## Description of the task:
Report every line in the records that contains the string "bumper", matching case exactly.

Rows from a pointing dataset
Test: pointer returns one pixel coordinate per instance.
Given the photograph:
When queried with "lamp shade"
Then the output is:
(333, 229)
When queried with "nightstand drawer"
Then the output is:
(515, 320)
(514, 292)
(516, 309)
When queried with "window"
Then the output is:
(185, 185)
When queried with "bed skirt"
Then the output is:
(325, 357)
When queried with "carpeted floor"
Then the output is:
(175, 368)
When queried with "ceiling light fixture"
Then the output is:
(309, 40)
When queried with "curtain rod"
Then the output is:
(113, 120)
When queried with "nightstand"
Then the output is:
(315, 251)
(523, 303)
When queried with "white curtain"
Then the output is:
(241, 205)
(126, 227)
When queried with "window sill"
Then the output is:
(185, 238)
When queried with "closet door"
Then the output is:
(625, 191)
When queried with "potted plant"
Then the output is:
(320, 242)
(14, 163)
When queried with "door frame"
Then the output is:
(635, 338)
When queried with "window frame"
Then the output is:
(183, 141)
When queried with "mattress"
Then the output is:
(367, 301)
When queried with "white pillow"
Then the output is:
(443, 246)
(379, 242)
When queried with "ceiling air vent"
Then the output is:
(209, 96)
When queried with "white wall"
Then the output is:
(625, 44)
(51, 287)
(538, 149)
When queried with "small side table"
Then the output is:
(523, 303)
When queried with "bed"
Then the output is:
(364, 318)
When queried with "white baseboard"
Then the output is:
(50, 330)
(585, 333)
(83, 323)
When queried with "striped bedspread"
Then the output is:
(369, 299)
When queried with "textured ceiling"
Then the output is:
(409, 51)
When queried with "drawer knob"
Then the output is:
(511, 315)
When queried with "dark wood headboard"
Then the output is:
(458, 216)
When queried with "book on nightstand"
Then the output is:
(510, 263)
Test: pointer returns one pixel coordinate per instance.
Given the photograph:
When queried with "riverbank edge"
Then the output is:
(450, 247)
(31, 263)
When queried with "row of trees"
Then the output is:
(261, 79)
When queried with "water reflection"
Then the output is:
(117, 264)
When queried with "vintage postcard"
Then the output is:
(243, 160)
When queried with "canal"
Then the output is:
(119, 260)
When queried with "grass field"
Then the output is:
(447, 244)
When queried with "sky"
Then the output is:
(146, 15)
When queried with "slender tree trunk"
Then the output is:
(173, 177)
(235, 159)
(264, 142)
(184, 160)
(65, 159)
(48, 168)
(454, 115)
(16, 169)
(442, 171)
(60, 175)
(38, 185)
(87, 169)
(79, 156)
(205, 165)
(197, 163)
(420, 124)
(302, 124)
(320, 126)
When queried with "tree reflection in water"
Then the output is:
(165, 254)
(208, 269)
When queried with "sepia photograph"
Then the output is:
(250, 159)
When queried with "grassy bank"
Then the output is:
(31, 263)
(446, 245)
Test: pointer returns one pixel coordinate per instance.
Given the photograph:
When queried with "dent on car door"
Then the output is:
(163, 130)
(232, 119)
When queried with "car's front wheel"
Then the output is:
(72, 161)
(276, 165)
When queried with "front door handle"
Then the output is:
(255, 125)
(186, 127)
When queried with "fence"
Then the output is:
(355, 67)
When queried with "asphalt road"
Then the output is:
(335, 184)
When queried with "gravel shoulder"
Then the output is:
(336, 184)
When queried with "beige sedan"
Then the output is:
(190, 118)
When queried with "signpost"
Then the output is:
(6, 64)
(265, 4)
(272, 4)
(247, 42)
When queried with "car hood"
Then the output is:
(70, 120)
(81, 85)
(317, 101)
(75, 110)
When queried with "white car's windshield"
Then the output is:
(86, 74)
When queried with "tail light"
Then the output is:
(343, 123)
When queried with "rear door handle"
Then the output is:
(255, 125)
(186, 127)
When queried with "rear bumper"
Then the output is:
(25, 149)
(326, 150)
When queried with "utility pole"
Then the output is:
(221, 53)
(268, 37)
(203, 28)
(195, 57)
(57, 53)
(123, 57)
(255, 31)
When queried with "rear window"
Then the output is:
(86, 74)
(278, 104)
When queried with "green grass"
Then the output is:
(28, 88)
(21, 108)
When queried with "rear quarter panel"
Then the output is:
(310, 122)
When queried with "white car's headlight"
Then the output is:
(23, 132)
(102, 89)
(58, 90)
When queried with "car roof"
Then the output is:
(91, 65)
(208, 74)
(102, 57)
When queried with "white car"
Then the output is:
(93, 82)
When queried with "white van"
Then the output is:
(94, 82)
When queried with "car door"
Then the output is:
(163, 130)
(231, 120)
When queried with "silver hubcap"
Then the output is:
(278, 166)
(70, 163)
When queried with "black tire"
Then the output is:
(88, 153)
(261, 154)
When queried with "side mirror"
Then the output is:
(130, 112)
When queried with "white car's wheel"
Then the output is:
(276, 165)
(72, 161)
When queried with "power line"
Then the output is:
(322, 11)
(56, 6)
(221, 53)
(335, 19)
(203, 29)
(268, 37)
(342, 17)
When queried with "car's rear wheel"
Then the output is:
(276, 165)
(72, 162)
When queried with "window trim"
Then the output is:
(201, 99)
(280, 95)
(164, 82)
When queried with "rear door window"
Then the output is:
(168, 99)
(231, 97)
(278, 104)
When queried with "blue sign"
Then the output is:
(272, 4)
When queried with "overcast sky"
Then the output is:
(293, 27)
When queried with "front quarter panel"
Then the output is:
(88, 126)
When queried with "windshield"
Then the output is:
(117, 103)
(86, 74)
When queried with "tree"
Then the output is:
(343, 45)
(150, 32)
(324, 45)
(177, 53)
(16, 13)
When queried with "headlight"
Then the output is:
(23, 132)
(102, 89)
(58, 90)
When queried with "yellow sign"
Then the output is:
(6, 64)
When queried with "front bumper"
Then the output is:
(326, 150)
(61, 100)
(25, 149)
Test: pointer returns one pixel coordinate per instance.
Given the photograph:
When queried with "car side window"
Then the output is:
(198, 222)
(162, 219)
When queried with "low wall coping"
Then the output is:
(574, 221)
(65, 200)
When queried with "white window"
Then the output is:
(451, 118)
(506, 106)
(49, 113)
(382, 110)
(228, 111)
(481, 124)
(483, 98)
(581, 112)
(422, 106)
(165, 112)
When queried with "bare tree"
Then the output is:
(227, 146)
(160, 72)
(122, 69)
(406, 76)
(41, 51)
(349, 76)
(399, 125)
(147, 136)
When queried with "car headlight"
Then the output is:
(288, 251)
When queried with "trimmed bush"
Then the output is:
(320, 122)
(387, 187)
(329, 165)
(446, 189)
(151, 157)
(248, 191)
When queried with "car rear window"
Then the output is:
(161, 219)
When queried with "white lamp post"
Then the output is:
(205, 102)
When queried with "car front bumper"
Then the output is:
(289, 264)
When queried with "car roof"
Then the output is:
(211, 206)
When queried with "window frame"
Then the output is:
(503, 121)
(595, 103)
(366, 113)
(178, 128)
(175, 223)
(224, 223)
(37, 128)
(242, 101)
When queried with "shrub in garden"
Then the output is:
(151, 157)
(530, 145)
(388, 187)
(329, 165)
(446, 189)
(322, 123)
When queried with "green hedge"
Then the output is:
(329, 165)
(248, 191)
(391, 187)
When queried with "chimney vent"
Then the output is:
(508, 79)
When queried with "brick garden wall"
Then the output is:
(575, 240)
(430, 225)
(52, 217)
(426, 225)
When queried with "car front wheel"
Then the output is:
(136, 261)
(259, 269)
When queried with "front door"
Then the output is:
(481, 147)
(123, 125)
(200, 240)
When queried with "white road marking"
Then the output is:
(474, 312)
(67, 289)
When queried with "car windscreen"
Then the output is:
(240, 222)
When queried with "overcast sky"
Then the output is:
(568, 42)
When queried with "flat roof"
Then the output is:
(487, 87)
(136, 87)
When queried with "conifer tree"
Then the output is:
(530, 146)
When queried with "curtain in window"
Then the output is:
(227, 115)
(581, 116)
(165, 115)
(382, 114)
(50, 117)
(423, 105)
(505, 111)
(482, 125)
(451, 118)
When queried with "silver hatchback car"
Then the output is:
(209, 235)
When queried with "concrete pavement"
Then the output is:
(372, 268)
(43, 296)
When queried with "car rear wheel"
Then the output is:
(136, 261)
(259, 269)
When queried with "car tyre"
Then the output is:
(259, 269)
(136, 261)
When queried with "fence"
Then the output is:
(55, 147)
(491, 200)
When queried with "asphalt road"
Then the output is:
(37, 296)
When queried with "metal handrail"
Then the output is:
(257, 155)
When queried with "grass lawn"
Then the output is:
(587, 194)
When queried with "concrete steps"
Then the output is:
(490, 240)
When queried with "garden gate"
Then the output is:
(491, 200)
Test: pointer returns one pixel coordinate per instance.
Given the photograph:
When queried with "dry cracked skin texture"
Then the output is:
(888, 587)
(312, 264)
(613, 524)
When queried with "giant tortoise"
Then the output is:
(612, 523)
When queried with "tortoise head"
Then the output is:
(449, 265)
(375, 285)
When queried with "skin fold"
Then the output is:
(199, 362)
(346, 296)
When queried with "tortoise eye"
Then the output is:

## Output:
When queried with "rear bumper"
When queried with "front bumper"
When queried with "car front bumper"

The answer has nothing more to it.